*What needs to be done*: An exact copy of every entry is required, minus the pictures.

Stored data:
* * * * * * *

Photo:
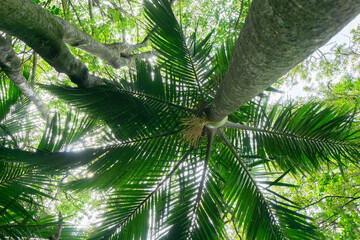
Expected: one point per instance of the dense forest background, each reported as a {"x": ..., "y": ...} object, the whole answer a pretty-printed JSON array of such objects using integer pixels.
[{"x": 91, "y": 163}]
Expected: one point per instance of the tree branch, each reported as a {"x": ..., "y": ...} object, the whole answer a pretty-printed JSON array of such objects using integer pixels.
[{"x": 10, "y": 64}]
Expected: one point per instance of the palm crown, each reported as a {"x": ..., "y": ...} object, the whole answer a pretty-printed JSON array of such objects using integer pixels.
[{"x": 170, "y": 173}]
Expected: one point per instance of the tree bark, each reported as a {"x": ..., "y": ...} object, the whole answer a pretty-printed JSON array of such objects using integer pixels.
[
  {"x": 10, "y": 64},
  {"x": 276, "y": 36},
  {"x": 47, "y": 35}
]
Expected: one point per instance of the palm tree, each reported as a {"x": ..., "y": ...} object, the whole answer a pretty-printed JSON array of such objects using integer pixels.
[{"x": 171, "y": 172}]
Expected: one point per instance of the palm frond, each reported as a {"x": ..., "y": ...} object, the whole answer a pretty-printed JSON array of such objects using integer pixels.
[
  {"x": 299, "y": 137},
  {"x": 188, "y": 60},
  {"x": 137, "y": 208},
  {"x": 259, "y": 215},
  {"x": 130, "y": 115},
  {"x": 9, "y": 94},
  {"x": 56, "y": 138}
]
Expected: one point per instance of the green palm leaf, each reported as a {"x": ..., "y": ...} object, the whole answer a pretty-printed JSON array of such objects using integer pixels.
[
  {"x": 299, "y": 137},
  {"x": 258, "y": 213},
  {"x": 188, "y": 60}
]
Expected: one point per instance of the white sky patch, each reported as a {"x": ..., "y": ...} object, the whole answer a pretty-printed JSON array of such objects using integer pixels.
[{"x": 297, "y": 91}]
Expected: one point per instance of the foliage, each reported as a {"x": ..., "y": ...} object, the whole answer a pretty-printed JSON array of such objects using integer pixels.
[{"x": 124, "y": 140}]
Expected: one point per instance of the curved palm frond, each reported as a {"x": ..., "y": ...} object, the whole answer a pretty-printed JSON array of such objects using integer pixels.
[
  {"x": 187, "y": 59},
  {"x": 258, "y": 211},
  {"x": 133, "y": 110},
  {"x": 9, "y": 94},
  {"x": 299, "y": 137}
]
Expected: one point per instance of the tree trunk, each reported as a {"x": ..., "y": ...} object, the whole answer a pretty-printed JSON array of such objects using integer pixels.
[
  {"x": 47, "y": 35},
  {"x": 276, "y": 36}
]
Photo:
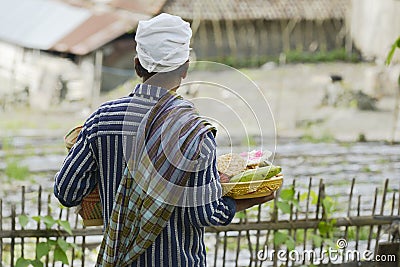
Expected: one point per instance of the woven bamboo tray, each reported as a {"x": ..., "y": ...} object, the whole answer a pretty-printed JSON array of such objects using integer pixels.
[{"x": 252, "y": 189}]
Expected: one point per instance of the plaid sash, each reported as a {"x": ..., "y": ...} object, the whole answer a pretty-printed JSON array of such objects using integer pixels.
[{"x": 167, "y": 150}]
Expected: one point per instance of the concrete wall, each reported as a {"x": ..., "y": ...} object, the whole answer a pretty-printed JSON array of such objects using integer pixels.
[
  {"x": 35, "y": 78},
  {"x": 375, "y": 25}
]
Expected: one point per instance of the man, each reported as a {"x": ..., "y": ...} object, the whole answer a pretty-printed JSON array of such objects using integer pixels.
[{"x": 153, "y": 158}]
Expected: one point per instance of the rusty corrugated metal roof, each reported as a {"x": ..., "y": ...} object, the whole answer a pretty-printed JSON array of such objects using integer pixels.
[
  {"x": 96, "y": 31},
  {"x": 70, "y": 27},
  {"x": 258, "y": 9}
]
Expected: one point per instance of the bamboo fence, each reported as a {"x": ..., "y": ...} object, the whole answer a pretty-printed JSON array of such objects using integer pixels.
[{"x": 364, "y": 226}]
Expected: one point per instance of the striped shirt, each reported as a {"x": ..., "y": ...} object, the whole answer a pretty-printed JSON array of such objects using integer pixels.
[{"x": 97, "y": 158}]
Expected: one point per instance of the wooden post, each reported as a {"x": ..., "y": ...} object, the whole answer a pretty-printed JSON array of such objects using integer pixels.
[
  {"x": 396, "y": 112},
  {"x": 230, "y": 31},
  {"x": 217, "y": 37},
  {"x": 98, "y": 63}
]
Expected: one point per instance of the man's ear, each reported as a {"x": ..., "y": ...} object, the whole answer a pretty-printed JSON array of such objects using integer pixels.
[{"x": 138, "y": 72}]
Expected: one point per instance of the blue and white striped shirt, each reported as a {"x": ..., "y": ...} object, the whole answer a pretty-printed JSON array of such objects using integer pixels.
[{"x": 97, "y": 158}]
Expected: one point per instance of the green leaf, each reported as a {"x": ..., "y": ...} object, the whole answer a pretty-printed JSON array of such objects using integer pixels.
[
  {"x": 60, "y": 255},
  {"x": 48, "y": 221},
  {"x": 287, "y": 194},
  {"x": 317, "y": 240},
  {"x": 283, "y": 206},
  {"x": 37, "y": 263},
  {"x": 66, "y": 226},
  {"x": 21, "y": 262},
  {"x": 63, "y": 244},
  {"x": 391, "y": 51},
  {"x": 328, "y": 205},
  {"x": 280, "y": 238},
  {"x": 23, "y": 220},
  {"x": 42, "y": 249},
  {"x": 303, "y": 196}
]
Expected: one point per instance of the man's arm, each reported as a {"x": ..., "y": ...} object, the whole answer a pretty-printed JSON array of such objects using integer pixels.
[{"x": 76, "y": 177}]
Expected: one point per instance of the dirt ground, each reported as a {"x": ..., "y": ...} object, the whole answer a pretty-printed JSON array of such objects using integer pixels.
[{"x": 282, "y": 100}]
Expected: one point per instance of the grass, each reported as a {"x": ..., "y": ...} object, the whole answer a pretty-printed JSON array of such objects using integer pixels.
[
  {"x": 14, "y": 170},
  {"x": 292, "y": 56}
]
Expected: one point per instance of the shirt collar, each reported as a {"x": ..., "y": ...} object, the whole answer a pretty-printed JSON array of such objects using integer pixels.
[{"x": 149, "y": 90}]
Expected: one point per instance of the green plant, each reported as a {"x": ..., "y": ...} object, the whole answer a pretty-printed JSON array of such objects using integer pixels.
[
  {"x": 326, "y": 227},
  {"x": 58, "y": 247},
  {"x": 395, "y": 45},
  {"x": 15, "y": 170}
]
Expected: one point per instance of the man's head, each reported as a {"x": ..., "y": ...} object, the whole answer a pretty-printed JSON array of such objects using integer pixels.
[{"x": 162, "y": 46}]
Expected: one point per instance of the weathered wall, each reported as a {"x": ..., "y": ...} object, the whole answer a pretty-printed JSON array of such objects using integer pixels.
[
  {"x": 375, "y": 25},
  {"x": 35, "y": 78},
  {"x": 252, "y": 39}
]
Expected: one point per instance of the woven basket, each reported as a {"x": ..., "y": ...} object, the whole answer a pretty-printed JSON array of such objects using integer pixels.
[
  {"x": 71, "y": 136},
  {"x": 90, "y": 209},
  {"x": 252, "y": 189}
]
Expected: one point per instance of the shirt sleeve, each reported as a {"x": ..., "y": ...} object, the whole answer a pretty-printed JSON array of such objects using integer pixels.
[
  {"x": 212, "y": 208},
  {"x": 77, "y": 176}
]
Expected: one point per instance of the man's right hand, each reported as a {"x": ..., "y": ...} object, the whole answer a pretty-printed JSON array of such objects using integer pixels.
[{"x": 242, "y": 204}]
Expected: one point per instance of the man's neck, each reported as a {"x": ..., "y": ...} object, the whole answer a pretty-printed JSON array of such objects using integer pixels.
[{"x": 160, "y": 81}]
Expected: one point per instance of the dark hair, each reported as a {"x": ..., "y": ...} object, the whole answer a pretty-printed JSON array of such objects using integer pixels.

* * * * * * *

*Task solution*:
Photo:
Expected: one point per instance of the dense forest background, each reported as a {"x": ..., "y": ...} object, the whole answer a pretty-printed JSON array of such objects using integer pixels.
[{"x": 91, "y": 163}]
Expected: one point per instance of the tree branch, each reported as a {"x": ..., "y": ...} object, the whole answer a pretty-printed JSON array of such objects using integer pixels.
[{"x": 10, "y": 64}]
Expected: one point per instance of the palm crown, each reported as a {"x": ..., "y": ...} object, the whole answer a pretty-printed JSON array of such objects using integer pixels.
[{"x": 170, "y": 173}]
Expected: one point per instance of the tree bark, each reported as a {"x": ..., "y": ...} object, the whole answer a pretty-printed JSON array of such objects using integer pixels.
[
  {"x": 10, "y": 64},
  {"x": 276, "y": 36},
  {"x": 47, "y": 35}
]
Expected: one point per instance of the palm tree, each reported as a {"x": ..., "y": ...} object, the whole answer a pretty-printed JSON array of such objects using integer pixels.
[{"x": 171, "y": 172}]
Expected: one point per instance of the palm frond, each reported as a {"x": ..., "y": ...} object, the whole answer a pretty-printed JSON array of such objects using integer pixels.
[
  {"x": 299, "y": 137},
  {"x": 188, "y": 60},
  {"x": 137, "y": 208},
  {"x": 259, "y": 215},
  {"x": 130, "y": 115},
  {"x": 9, "y": 94},
  {"x": 56, "y": 138}
]
Expected: one point per instance of the green palm leaf, each reported as a {"x": ..., "y": ...} object, the whole answer a pretty-printed JSON array of such objects using integer pixels.
[
  {"x": 299, "y": 137},
  {"x": 258, "y": 213},
  {"x": 188, "y": 60}
]
Expected: one point per instance of the white sky patch, each reported as a {"x": ..., "y": ...} object, the whole answer a pretty-printed JSON array of such objects using integer pixels.
[{"x": 297, "y": 91}]
Expected: one point per instance of the foliage, each reported as a {"x": ..., "y": ...} object, the whole answer a pretty-printed JSON array of such objects using integer pixels.
[{"x": 124, "y": 140}]
Expected: one point per instance of the curved palm frond, each reported as a {"x": ..., "y": ...} object, the whole answer a pretty-printed JSON array of such objects using integer pixels.
[
  {"x": 187, "y": 59},
  {"x": 258, "y": 211},
  {"x": 133, "y": 110},
  {"x": 9, "y": 94},
  {"x": 299, "y": 137}
]
Expected: one point per instance of the tree trunk, each reported as a {"x": ..., "y": ...} object, the whole answer a pretty-printed JSON array of such objects using integer pixels.
[
  {"x": 47, "y": 35},
  {"x": 276, "y": 36}
]
Photo:
Expected: one point per instance of the woven bamboo tray, each reported as a {"x": ..., "y": ...} object, the whole answer a pretty-printed JSON array of such objects using integer pixels.
[{"x": 252, "y": 189}]
Expected: one point per instance of the plaid sash, each reported as a {"x": ..., "y": ...} object, the whole answer a pretty-printed JSON array of such objects using integer pixels.
[{"x": 167, "y": 150}]
Expected: one point per instance of the concrete wall, each reported as a {"x": ..., "y": ...} object, the whole answer a pretty-printed JSON array of such objects using integer pixels.
[
  {"x": 35, "y": 78},
  {"x": 375, "y": 25}
]
Expected: one point per instance of the man, each reported as a {"x": ..., "y": ...} object, the whole answer a pretty-printed JSON array of such objects using integer pixels.
[{"x": 153, "y": 158}]
Expected: one point per instance of the rusty corrugated metal roof, each reported as a {"x": ..., "y": ...} object, the whole answer a pretty-printed JSON array of such objects using integer pixels.
[
  {"x": 96, "y": 31},
  {"x": 70, "y": 27},
  {"x": 258, "y": 9}
]
Expected: one point per instance of the bamboo fence, each reported as a {"x": ..., "y": ...} object, the whole answer a pretty-printed JSON array of such objects using integer pixels.
[{"x": 364, "y": 226}]
Expected: one point per instance of the striped shirt, each reported as a {"x": ..., "y": ...} object, the whole answer a pretty-printed JSON array of such objects using integer pixels.
[{"x": 97, "y": 158}]
Expected: one point per instance of the wooden post, each reported as a {"x": ..., "y": ...} object, the whole answer a pretty-printed JSON array of such objects using integer pixels.
[
  {"x": 396, "y": 112},
  {"x": 230, "y": 31},
  {"x": 217, "y": 37},
  {"x": 98, "y": 63}
]
Expected: one point per instance of the man's ear, each reported as a {"x": ..., "y": ...} object, the whole answer a pretty-printed JSON array of such objects using integer pixels.
[{"x": 138, "y": 72}]
Expected: one point per instance of the blue and white striped shirt, each reported as a {"x": ..., "y": ...} object, the whole answer a pretty-printed JSON array of such objects using integer pixels.
[{"x": 97, "y": 158}]
Expected: one point per instance of the green leaf, each reported as a {"x": ..., "y": ...} object, the whole answer a pretty-printed JSON array of such objects using integer pixels.
[
  {"x": 60, "y": 255},
  {"x": 48, "y": 221},
  {"x": 287, "y": 194},
  {"x": 317, "y": 240},
  {"x": 283, "y": 206},
  {"x": 37, "y": 263},
  {"x": 66, "y": 226},
  {"x": 21, "y": 262},
  {"x": 63, "y": 244},
  {"x": 391, "y": 51},
  {"x": 328, "y": 205},
  {"x": 280, "y": 238},
  {"x": 23, "y": 220},
  {"x": 42, "y": 249},
  {"x": 303, "y": 196}
]
Expected: one point per instance of the man's arm, each reported as a {"x": ..., "y": ...} object, the whole answer a pretty-printed JSON array of such objects using integer pixels.
[{"x": 76, "y": 177}]
Expected: one point per instance of the dirt ground, each reported as a {"x": ..., "y": ...} object, the whole answer a pretty-printed JSON array of such objects using integer pixels.
[{"x": 282, "y": 100}]
Expected: one point per instance of the grass, each reported as a {"x": ..., "y": ...} object, the whole answer a pretty-printed JSON array of such objects using integer pixels.
[
  {"x": 14, "y": 170},
  {"x": 292, "y": 56}
]
Expected: one point per instance of the shirt collar, each reported as a {"x": ..., "y": ...} object, the whole answer a pretty-printed JSON array of such objects using integer pixels.
[{"x": 149, "y": 90}]
Expected: one point per instance of the green plant, each reported as a {"x": ..., "y": ...} object, the whole answer a pretty-printed JSON array of such objects using integer pixels.
[
  {"x": 326, "y": 227},
  {"x": 58, "y": 247},
  {"x": 395, "y": 45},
  {"x": 15, "y": 170}
]
Expected: one point per instance of the man's head, each reported as a {"x": ..., "y": ...} object, the whole answer a pretty-printed JSON array of such objects using integer pixels.
[{"x": 162, "y": 46}]
Expected: one point per instance of the weathered wall, each reported as a {"x": ..., "y": ...} object, the whole answer a pretty-printed JSON array of such objects using integer pixels.
[
  {"x": 375, "y": 25},
  {"x": 35, "y": 78},
  {"x": 252, "y": 39}
]
Expected: one point per instance of the woven basket, each reported as a {"x": ..., "y": ...} object, the whole answer a pretty-printed JSON array of such objects using integer pixels.
[
  {"x": 71, "y": 136},
  {"x": 90, "y": 209},
  {"x": 252, "y": 189}
]
Expected: one point per instance of the shirt sleeve, each reported as a {"x": ..., "y": ...} object, the whole answer a pretty-printed JSON array of such objects using integer pixels.
[
  {"x": 212, "y": 208},
  {"x": 77, "y": 176}
]
Expected: one point per instance of the man's right hand, each reported as a {"x": ..., "y": ...} object, the whole answer a pretty-printed JSON array of such objects using integer pixels.
[{"x": 242, "y": 204}]
Expected: one point per instance of the man's neck, each reported as a {"x": ..., "y": ...} object, the whole answer a pretty-printed JSON array of such objects using integer pixels.
[{"x": 160, "y": 81}]
Expected: one point per instance of the dark hair, each reported as a {"x": ..., "y": ...} object, the whole answer a pretty-printed JSON array of such objects using integer pixels.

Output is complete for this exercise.